• PROBLEM
Give the lines of the records from the line containing "Pick out one point on every instance of the stone in" through the line containing "[(72, 127)]", both included, as a JSON list of strings with one string per line and blank lines omitted. Return only those lines.

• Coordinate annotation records

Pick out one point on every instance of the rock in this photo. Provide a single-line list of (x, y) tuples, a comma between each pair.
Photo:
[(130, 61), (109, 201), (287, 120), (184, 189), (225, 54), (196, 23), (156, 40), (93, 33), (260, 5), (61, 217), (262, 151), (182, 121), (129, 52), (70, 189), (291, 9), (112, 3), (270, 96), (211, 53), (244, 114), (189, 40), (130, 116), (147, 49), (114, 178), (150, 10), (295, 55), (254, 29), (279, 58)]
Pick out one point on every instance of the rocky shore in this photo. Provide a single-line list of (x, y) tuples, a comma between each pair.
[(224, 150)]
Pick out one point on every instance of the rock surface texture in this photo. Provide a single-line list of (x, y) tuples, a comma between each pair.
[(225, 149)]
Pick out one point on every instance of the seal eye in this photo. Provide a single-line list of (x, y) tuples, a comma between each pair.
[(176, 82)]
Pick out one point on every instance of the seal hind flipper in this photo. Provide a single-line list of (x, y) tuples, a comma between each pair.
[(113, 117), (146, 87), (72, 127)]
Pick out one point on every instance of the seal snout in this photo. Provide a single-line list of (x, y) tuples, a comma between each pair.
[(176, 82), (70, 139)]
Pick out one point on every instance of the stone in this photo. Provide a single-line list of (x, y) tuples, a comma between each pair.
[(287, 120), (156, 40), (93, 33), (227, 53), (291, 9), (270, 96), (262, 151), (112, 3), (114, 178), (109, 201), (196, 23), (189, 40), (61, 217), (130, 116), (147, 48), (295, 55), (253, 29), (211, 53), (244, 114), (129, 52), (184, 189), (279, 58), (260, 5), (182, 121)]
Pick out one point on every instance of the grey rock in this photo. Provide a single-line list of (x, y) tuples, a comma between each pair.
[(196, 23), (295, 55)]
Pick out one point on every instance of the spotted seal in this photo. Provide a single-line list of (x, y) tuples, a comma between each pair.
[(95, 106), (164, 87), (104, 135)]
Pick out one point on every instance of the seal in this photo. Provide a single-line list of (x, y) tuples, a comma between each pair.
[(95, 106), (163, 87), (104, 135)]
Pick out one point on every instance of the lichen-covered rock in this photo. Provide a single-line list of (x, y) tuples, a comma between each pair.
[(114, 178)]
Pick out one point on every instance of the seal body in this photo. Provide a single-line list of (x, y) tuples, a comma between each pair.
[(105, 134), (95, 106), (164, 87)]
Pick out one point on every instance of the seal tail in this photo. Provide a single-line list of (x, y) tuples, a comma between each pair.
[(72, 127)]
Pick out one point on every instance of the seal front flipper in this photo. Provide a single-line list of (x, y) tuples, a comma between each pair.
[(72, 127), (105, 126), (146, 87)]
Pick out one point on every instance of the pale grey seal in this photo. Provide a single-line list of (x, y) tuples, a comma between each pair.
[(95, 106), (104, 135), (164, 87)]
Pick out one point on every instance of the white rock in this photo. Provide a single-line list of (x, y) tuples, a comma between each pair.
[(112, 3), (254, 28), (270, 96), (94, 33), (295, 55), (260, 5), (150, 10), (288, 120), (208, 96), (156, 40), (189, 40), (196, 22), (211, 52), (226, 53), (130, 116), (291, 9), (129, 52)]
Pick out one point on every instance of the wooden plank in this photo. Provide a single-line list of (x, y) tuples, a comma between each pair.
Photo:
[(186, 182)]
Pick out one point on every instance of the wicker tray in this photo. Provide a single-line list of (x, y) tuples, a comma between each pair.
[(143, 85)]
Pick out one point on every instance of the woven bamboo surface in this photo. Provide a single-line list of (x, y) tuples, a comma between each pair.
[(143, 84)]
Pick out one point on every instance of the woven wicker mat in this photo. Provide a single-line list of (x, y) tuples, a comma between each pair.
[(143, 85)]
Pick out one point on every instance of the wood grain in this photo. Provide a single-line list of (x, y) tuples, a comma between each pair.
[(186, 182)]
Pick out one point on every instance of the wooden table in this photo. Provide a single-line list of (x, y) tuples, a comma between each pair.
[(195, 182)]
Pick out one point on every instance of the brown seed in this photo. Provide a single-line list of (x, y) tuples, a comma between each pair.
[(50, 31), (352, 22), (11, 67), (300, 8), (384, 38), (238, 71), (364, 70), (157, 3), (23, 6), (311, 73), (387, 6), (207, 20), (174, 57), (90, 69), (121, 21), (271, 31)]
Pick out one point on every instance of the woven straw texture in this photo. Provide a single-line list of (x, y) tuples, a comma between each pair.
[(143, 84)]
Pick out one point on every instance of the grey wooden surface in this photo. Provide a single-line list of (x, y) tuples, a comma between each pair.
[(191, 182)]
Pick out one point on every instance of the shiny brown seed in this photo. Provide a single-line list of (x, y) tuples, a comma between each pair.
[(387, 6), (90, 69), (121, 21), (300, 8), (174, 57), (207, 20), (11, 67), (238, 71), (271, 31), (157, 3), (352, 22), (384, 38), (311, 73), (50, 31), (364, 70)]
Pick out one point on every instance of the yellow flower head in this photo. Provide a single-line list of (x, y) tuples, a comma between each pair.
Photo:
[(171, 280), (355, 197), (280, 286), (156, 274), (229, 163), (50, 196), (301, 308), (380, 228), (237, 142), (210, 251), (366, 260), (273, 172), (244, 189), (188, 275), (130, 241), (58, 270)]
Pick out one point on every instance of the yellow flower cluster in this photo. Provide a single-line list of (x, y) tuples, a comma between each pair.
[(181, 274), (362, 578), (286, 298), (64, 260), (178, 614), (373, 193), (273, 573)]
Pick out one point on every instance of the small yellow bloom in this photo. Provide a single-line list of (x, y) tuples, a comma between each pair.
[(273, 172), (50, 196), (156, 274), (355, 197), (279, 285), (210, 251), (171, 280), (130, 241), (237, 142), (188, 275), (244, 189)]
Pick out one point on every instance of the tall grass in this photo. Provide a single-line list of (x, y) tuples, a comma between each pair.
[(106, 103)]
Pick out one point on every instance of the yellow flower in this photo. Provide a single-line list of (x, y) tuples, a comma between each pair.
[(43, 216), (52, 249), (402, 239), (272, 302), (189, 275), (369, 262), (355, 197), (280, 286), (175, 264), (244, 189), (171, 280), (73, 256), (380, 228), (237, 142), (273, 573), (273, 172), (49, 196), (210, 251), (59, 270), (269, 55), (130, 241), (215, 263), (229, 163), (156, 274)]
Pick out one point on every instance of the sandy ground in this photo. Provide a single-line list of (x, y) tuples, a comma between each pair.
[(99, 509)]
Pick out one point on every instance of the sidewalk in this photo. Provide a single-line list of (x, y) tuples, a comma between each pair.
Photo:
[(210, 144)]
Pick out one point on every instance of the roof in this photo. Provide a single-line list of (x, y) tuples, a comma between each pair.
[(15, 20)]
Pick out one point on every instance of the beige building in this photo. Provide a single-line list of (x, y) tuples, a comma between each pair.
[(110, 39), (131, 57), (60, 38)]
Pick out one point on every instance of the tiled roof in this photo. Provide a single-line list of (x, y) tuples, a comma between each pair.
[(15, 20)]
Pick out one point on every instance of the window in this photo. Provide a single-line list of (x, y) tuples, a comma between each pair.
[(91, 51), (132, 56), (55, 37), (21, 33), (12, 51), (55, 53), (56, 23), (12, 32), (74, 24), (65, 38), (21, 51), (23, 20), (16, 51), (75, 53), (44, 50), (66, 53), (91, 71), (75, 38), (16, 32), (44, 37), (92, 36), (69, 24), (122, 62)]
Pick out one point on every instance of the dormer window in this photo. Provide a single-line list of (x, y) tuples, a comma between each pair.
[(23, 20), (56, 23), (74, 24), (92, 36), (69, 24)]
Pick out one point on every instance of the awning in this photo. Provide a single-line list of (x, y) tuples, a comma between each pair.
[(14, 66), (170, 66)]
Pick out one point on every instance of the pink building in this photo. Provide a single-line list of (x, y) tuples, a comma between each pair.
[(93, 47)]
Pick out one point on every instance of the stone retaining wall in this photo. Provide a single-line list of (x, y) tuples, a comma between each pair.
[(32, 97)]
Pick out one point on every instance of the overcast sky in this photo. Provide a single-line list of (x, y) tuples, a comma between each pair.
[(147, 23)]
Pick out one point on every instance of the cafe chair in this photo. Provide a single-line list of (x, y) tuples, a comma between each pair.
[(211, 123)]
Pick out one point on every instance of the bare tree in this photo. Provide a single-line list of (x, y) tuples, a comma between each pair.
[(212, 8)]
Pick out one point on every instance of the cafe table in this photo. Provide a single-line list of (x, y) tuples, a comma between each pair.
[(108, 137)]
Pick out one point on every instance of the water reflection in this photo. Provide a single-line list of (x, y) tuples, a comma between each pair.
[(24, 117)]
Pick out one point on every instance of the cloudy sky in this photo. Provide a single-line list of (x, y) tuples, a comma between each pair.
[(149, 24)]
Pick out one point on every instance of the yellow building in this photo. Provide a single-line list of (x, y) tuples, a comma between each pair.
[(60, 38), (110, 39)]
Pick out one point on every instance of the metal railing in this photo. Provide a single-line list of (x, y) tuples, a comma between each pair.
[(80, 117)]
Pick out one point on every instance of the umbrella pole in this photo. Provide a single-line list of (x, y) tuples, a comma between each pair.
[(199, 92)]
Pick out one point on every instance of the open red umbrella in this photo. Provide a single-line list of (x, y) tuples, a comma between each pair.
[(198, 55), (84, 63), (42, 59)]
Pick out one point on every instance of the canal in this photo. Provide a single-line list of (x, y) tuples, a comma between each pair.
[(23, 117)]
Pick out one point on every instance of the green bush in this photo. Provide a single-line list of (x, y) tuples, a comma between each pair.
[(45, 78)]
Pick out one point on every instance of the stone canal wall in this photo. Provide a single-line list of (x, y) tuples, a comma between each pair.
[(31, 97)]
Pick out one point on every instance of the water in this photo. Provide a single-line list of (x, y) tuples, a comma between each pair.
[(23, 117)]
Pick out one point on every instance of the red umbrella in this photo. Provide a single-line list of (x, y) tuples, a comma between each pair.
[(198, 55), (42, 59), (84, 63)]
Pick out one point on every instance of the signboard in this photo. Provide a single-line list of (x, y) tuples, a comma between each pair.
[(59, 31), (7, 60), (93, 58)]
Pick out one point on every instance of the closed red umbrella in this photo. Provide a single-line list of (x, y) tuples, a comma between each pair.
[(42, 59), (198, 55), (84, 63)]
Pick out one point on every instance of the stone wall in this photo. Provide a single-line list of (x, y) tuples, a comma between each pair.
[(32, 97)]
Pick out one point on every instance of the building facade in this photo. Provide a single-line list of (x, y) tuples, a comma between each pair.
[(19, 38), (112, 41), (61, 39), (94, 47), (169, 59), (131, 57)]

• ANSWER IN FULL
[
  "Pick out one point on every instance of the stone in this photo. Provide a single-line list of (x, y) tuples, a comma between each pair.",
  "[(287, 120), (156, 40), (93, 33), (227, 53), (291, 9), (270, 96), (262, 151), (112, 3), (114, 178), (109, 201), (196, 23), (189, 40), (61, 217), (130, 116), (147, 48), (295, 55), (253, 29), (211, 53), (244, 114), (129, 52), (184, 189), (279, 58), (260, 5), (182, 121)]",
  "Pick out one point on every instance of the grey rock in this photo. Provide a single-line list of (x, y) tuples, a comma between each pair.",
  "[(196, 23), (295, 55)]",
  "Pick out one point on every instance of the spotted seal in this photo. Provide a single-line list of (x, y) tuples, a comma between each pair.",
  "[(95, 106), (164, 87), (104, 135)]",
  "Pick out one point on every instance of the seal in this photo. Provide a single-line list of (x, y) tuples, a comma between each pair.",
  "[(95, 106), (163, 87), (104, 135)]",
  "Pick out one point on every instance of the lichen-covered rock in this photo. Provide a single-line list of (x, y) tuples, a comma between each pair.",
  "[(114, 178)]",
  "Pick out one point on every instance of the seal body in this photo. Provide a single-line list of (x, y) tuples, a comma between each pair.",
  "[(105, 134), (95, 106), (164, 87)]",
  "Pick out one point on every instance of the seal tail in this photo. Provide a single-line list of (x, y) tuples, a comma between each pair.",
  "[(72, 127)]"
]